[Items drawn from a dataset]

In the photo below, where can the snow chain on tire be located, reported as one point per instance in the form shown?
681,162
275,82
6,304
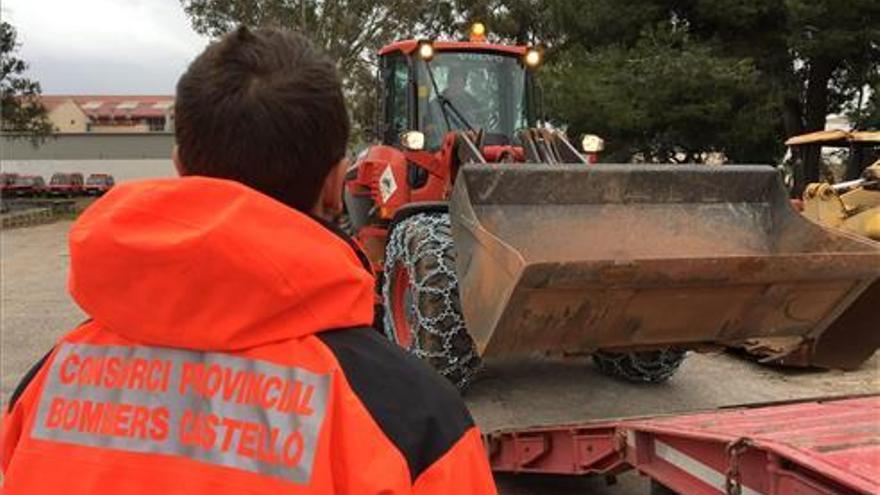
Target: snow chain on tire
422,245
646,367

### Short problem
Return every line of the data above without alteration, leaving out the pictures.

### Reply to the exercise
In the photo below, where can the snow chain on tire be located, reported as one point per instance in the form shown?
681,162
275,82
6,304
Target: snow chain on tire
422,245
646,367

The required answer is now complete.